(Entries from a pointing dataset)
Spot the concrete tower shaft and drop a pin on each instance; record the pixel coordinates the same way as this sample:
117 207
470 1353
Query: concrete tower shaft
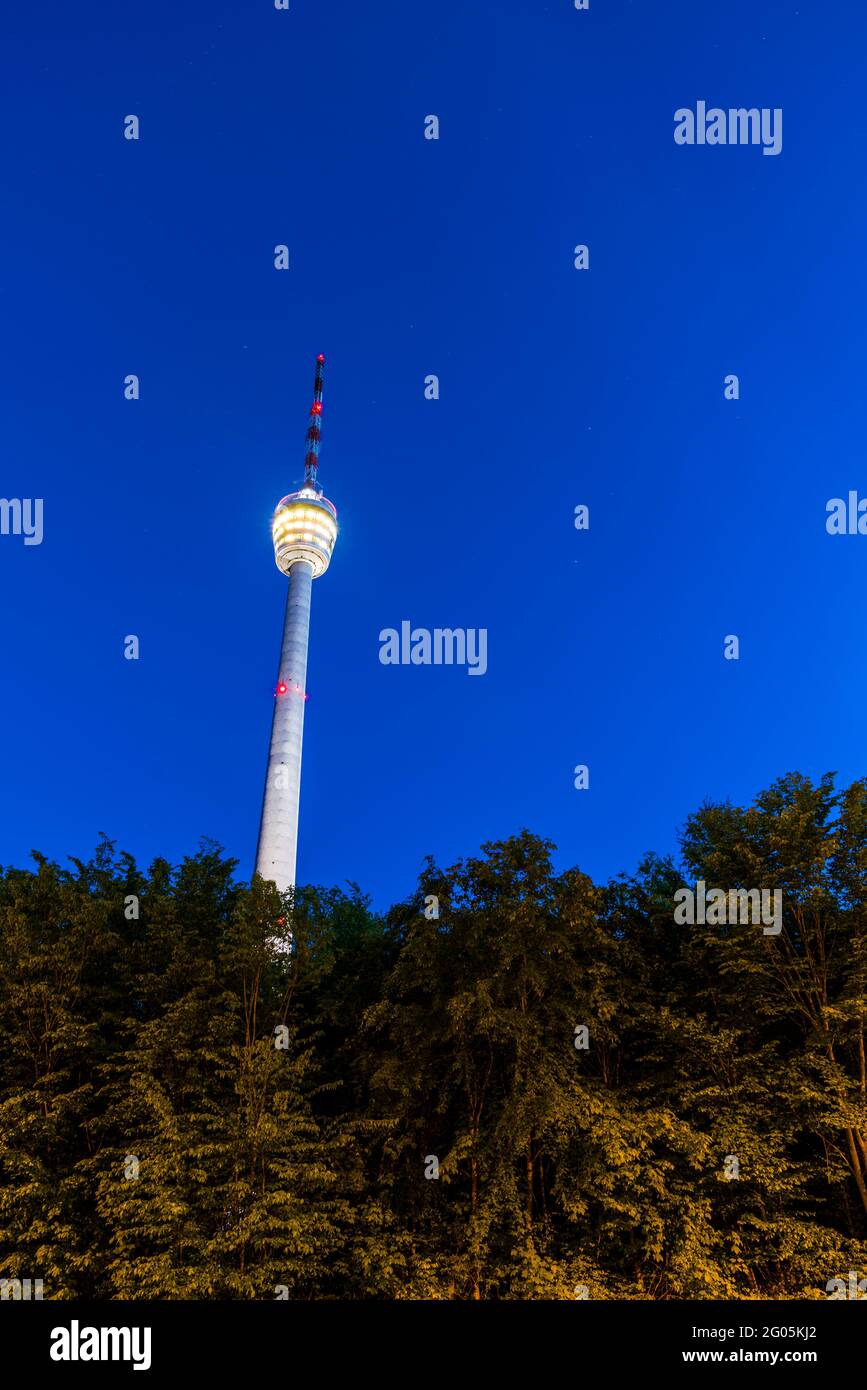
275 858
304 530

▸ Instructions for the task
Quote all of the material above word for word, but leave the picture out.

▸ Solved problem
Spot the concrete tower shaft and drop a pin on each instance; record the pixel coordinates the same way as this sample:
117 207
470 1353
Query: concrete tower shaft
275 858
304 530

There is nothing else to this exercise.